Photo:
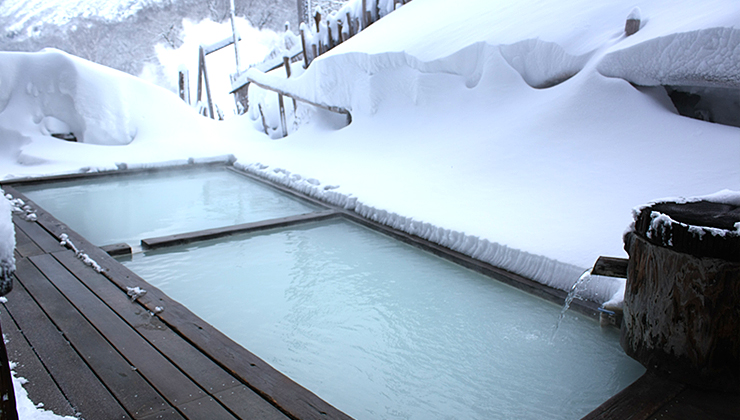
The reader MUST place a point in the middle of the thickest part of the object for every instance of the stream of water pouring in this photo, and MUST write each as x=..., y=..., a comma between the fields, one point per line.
x=577, y=287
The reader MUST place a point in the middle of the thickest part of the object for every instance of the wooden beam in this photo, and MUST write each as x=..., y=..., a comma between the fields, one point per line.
x=331, y=108
x=183, y=238
x=611, y=267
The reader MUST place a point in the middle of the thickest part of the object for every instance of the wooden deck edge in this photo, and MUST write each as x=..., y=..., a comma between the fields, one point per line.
x=183, y=238
x=639, y=401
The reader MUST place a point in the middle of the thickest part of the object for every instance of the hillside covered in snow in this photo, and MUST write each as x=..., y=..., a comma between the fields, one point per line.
x=519, y=132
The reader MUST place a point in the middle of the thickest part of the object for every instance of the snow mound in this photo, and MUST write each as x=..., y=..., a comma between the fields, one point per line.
x=543, y=64
x=30, y=13
x=51, y=93
x=707, y=57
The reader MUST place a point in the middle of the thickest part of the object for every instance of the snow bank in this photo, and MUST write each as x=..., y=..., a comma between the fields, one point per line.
x=707, y=57
x=536, y=267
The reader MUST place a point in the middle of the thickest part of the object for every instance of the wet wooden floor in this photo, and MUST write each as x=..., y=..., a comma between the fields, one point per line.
x=88, y=349
x=654, y=398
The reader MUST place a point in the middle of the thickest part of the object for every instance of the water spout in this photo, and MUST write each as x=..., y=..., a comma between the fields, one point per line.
x=578, y=286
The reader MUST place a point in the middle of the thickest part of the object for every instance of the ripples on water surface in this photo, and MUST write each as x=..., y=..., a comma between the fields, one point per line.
x=129, y=208
x=382, y=330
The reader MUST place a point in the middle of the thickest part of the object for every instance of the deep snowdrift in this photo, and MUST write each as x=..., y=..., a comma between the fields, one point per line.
x=489, y=128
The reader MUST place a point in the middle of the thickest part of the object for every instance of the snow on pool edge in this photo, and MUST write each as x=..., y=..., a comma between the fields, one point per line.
x=539, y=268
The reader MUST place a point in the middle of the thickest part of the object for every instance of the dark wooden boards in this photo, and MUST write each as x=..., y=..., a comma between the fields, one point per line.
x=79, y=384
x=40, y=386
x=213, y=381
x=227, y=374
x=652, y=397
x=183, y=238
x=639, y=401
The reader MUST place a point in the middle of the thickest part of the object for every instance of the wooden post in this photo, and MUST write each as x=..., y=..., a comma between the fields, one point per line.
x=202, y=72
x=364, y=15
x=286, y=63
x=331, y=37
x=632, y=25
x=8, y=409
x=264, y=122
x=317, y=18
x=184, y=85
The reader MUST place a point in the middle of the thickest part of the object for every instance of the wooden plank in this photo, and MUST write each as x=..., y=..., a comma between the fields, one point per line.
x=246, y=404
x=182, y=238
x=202, y=370
x=166, y=378
x=125, y=383
x=24, y=245
x=8, y=410
x=332, y=108
x=639, y=401
x=78, y=383
x=37, y=234
x=695, y=403
x=610, y=266
x=41, y=387
x=9, y=186
x=271, y=385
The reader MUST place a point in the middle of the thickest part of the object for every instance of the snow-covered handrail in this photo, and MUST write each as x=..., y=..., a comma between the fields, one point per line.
x=262, y=80
x=339, y=26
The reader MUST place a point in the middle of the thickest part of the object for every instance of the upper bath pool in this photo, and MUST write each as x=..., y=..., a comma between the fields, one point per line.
x=383, y=330
x=127, y=208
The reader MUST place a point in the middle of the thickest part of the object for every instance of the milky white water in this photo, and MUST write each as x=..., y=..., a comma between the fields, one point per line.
x=383, y=330
x=129, y=208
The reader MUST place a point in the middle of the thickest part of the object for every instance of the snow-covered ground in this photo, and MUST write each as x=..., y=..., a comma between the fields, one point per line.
x=507, y=130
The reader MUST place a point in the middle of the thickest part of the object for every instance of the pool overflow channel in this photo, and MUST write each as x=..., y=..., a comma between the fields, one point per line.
x=322, y=212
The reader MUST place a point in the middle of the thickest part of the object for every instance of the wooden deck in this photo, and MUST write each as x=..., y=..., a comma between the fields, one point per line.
x=654, y=398
x=87, y=348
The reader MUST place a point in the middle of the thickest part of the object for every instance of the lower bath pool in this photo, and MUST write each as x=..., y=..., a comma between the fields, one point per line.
x=383, y=330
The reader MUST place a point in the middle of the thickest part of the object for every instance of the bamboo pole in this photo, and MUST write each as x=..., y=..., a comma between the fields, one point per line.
x=363, y=16
x=283, y=124
x=286, y=63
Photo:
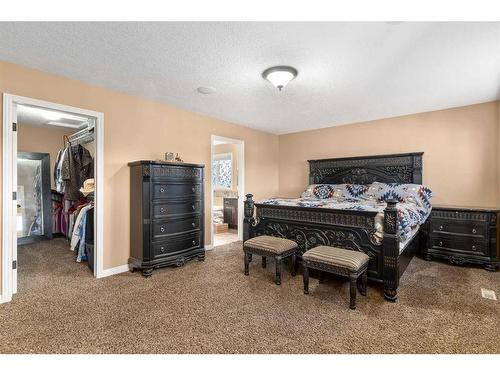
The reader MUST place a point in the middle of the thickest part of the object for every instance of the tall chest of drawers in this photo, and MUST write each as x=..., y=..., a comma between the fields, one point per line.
x=463, y=235
x=167, y=214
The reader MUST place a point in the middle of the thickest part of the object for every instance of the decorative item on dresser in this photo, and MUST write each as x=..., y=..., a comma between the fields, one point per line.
x=167, y=214
x=463, y=235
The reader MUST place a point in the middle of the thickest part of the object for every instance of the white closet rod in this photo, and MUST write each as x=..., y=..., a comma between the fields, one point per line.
x=85, y=135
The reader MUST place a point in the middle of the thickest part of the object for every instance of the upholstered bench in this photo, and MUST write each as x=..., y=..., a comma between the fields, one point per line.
x=272, y=247
x=349, y=263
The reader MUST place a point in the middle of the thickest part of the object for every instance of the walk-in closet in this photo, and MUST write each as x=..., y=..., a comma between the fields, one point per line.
x=55, y=192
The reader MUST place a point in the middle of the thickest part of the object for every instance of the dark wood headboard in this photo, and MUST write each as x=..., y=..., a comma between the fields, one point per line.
x=401, y=168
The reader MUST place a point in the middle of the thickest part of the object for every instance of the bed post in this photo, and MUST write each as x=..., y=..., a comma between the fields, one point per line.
x=390, y=251
x=248, y=220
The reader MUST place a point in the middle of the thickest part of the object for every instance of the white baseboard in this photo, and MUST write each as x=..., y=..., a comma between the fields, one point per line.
x=114, y=271
x=2, y=300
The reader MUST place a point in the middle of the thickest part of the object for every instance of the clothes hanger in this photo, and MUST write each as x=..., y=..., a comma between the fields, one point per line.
x=66, y=139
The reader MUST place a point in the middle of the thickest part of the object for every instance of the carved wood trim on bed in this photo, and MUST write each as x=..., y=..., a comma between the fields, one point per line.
x=402, y=168
x=349, y=229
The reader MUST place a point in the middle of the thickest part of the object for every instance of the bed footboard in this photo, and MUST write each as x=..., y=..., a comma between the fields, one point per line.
x=352, y=230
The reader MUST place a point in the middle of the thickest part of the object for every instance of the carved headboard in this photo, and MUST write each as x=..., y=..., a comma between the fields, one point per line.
x=402, y=168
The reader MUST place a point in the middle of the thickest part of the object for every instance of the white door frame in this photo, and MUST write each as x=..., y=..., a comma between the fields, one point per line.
x=241, y=183
x=9, y=186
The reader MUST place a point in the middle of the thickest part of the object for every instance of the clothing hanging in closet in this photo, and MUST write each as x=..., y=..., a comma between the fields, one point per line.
x=73, y=166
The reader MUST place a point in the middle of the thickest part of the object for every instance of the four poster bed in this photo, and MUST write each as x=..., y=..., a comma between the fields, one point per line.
x=352, y=228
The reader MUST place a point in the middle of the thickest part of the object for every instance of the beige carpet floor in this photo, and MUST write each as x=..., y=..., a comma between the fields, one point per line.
x=211, y=307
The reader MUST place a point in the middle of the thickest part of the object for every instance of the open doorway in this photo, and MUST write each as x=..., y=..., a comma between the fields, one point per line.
x=228, y=171
x=52, y=188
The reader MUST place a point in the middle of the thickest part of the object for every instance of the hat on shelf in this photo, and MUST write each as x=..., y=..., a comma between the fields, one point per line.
x=88, y=187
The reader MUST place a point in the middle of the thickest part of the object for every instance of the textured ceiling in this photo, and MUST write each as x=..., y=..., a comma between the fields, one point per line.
x=348, y=72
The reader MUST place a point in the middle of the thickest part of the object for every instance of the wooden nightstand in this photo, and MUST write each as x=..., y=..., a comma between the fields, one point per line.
x=463, y=235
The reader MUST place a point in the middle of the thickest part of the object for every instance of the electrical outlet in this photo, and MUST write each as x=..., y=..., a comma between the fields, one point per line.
x=488, y=294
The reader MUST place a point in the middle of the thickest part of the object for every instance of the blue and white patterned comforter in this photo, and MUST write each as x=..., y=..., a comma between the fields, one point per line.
x=414, y=205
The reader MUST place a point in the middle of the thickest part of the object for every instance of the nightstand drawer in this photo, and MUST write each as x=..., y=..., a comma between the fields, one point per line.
x=464, y=227
x=464, y=244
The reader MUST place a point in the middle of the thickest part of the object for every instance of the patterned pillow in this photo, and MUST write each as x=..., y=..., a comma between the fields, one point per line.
x=335, y=191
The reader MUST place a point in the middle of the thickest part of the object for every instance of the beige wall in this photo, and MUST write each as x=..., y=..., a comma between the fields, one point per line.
x=460, y=145
x=136, y=129
x=38, y=139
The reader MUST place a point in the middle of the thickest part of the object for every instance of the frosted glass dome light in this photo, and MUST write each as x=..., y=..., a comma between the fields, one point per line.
x=280, y=76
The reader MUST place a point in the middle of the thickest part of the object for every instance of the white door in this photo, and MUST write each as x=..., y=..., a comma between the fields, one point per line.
x=14, y=188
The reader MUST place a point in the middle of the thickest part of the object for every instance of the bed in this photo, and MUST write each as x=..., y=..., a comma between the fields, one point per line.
x=353, y=227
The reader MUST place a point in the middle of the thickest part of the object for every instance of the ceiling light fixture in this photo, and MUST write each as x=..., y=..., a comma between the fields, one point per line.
x=280, y=76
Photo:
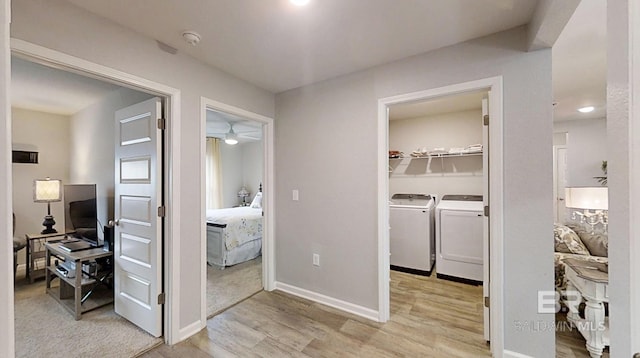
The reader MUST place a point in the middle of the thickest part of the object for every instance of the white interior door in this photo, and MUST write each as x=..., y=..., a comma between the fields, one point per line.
x=485, y=222
x=559, y=182
x=138, y=225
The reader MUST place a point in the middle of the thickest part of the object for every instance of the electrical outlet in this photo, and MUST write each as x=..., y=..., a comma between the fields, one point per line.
x=316, y=260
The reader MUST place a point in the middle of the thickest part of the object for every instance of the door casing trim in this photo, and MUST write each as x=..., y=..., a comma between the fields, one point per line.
x=496, y=201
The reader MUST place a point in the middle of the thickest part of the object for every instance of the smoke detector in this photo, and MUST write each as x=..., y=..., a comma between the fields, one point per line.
x=191, y=37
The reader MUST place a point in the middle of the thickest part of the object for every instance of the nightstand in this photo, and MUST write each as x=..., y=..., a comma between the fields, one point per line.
x=35, y=250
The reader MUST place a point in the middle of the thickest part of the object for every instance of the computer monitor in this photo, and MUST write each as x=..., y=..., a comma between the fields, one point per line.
x=80, y=211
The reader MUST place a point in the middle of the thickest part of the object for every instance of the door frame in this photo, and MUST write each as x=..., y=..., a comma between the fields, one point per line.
x=268, y=188
x=171, y=153
x=556, y=148
x=494, y=85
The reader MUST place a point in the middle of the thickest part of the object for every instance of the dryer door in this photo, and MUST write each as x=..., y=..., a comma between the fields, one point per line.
x=461, y=236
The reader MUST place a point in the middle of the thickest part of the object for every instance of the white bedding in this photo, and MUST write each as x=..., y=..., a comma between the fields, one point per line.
x=243, y=224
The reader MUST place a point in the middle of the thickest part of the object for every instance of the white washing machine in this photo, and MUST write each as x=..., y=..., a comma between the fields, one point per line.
x=412, y=233
x=459, y=235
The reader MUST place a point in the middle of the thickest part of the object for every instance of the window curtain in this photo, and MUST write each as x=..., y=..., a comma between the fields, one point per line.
x=213, y=174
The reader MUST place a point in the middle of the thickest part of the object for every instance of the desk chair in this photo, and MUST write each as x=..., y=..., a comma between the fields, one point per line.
x=18, y=244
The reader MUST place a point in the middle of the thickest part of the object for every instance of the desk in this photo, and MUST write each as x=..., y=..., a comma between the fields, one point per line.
x=85, y=291
x=32, y=254
x=586, y=281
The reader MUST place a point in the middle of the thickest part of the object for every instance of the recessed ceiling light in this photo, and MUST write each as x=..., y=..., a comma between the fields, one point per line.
x=299, y=2
x=191, y=37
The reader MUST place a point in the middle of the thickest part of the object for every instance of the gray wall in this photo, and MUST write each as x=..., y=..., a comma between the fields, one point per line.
x=92, y=141
x=624, y=169
x=326, y=148
x=586, y=149
x=61, y=26
x=242, y=164
x=48, y=134
x=460, y=175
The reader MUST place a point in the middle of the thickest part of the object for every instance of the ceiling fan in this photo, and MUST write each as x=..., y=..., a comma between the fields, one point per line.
x=232, y=128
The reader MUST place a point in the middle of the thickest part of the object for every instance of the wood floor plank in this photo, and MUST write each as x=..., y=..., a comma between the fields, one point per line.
x=430, y=317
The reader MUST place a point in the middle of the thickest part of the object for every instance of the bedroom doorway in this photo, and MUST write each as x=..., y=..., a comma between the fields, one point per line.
x=413, y=168
x=236, y=216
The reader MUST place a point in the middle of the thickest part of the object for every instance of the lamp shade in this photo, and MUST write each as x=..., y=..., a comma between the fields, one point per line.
x=595, y=198
x=47, y=190
x=243, y=193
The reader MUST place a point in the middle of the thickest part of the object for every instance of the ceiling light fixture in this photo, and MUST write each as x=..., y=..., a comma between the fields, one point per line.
x=191, y=37
x=299, y=2
x=586, y=109
x=231, y=138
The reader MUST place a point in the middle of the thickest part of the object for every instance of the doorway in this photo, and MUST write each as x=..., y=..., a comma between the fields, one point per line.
x=238, y=260
x=67, y=63
x=493, y=197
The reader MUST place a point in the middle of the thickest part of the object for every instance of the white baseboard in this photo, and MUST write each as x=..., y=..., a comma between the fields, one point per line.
x=190, y=330
x=22, y=270
x=510, y=354
x=328, y=301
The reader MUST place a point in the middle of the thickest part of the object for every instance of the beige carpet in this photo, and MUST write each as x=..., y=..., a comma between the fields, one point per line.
x=232, y=285
x=45, y=329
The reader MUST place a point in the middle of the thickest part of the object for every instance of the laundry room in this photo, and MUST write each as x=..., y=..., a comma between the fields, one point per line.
x=436, y=185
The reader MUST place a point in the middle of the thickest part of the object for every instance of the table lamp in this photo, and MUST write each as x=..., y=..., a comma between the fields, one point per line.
x=595, y=204
x=46, y=191
x=243, y=194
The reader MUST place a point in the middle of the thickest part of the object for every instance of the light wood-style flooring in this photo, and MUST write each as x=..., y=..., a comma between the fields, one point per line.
x=430, y=317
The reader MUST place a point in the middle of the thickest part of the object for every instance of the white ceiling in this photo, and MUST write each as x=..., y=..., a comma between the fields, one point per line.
x=220, y=123
x=278, y=47
x=580, y=63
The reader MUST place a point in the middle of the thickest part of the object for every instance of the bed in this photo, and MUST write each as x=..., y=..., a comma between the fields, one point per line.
x=234, y=235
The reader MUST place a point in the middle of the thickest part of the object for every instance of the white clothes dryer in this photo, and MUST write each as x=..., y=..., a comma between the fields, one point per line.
x=412, y=233
x=459, y=235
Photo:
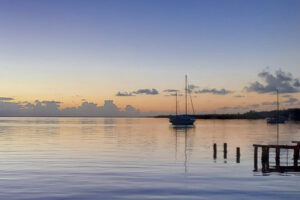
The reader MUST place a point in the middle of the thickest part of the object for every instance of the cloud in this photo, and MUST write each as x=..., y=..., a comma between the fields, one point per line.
x=52, y=108
x=291, y=101
x=214, y=91
x=192, y=87
x=124, y=94
x=281, y=80
x=146, y=91
x=140, y=91
x=6, y=99
x=170, y=90
x=287, y=96
x=239, y=96
x=269, y=103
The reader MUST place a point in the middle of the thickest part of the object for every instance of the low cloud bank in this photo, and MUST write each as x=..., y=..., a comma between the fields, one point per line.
x=137, y=92
x=52, y=108
x=283, y=81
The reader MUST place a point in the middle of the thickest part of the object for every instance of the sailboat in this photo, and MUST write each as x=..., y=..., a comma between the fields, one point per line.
x=277, y=119
x=182, y=120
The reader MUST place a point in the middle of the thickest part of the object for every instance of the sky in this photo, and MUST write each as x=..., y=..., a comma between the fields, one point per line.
x=70, y=53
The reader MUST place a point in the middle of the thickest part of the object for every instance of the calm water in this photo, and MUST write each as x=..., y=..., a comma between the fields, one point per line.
x=125, y=158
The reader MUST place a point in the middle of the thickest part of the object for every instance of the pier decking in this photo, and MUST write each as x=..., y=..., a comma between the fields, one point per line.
x=265, y=157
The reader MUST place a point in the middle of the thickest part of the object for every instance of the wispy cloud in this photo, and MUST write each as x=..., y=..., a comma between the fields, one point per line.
x=239, y=96
x=6, y=99
x=214, y=91
x=281, y=80
x=52, y=108
x=137, y=92
x=170, y=90
x=124, y=94
x=147, y=91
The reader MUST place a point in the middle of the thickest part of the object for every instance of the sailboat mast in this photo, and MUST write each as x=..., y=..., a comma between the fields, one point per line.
x=176, y=104
x=277, y=121
x=186, y=94
x=277, y=104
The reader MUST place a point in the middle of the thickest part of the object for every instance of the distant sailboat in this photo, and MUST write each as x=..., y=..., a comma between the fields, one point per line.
x=277, y=119
x=182, y=120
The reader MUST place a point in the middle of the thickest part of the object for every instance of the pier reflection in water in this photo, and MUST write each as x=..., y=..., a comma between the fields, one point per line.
x=128, y=158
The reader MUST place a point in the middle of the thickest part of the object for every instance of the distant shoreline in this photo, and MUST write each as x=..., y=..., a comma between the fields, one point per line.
x=290, y=114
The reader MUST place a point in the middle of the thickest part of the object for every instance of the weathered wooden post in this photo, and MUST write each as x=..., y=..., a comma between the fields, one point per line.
x=238, y=155
x=277, y=158
x=296, y=156
x=255, y=158
x=215, y=151
x=225, y=151
x=265, y=159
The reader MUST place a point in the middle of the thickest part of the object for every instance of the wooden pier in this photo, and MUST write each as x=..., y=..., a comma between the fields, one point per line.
x=265, y=157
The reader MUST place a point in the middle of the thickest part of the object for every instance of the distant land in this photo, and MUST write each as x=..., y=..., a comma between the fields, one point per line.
x=290, y=114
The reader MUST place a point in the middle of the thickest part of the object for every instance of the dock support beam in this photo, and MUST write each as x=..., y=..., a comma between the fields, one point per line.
x=265, y=159
x=255, y=158
x=215, y=151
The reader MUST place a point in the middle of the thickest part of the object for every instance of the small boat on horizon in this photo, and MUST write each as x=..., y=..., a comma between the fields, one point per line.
x=182, y=120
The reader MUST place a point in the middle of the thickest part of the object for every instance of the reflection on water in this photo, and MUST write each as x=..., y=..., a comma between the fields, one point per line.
x=128, y=158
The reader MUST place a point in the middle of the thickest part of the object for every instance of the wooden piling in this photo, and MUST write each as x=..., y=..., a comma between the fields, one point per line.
x=215, y=151
x=238, y=155
x=255, y=158
x=225, y=151
x=277, y=158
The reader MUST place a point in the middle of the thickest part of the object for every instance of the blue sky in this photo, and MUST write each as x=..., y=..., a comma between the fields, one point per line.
x=93, y=49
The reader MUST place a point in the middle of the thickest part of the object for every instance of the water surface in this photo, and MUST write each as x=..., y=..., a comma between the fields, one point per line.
x=138, y=158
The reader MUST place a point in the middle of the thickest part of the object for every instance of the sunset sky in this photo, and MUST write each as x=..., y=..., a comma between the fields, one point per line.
x=89, y=51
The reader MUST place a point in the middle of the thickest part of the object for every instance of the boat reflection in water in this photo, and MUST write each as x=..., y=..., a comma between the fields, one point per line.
x=183, y=120
x=182, y=132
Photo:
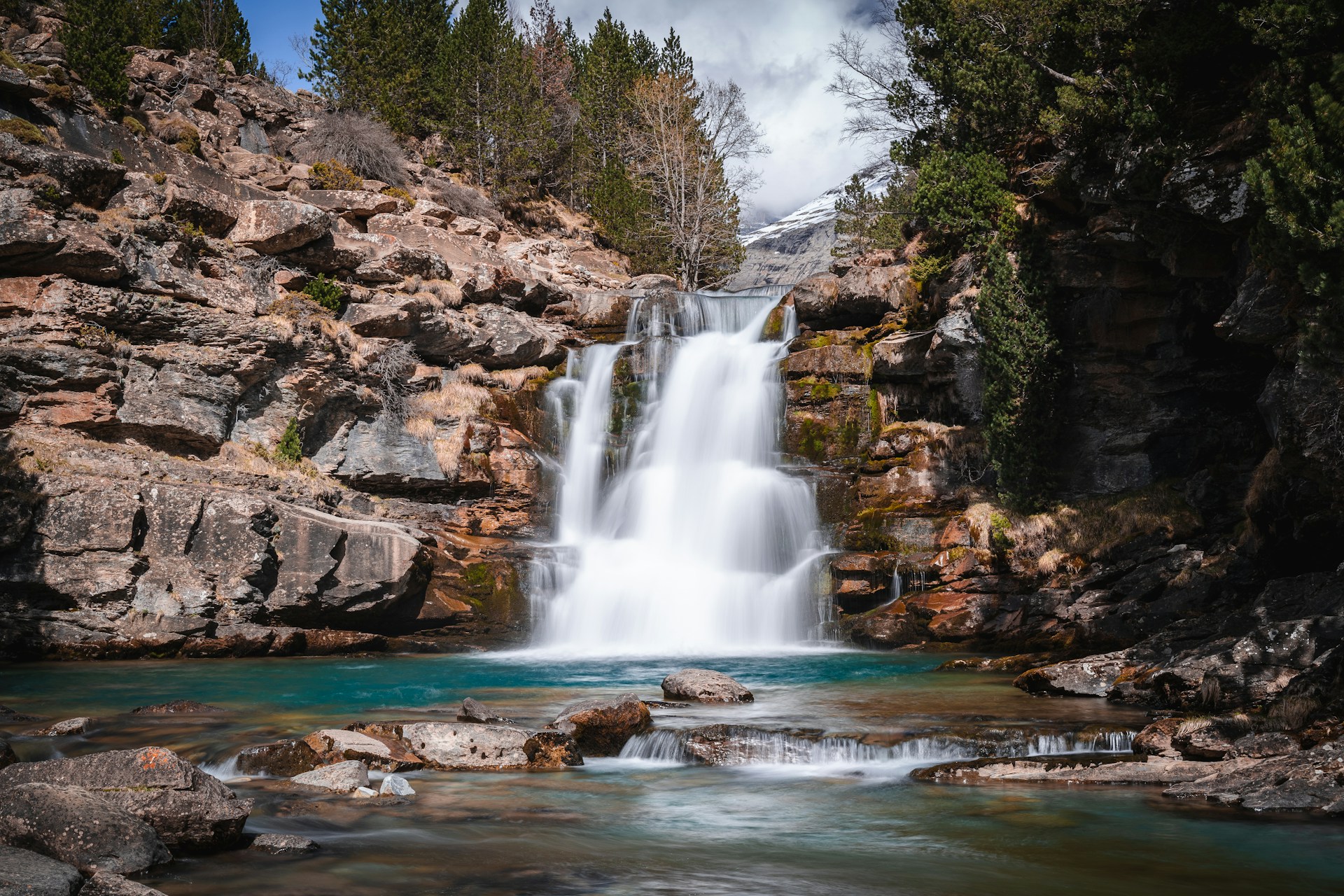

————

◆ Aufgabe ◆
Gib die Einträge zwischen der Zeile mit „of the computer“ und der Zeile mit „x=494, y=85“, beide eingeschlossen, als zweispaltige CSV mit den Spalten „text“ und „antwort“ und einer Zeile pro Eintrag wieder. Setze jedes Feld in Anführungszeichen und ersetze Zeilenumbrüche darin durch Leerzeichen.

◆ Vollständige Ausgabe ◆
text,antwort
"The reader MUST place a point in the middle of the thickest part of the object for every instance of the computer monitor in this photo, and MUST write each as x=..., y=..., a comma between the fields, one point per line.","x=80, y=211"
"The reader MUST place a point in the middle of the thickest part of the object for every instance of the door frame in this photo, and MUST write each as x=..., y=..., a comma between the fields, one point per line.","x=268, y=188 x=171, y=153 x=556, y=148 x=494, y=85"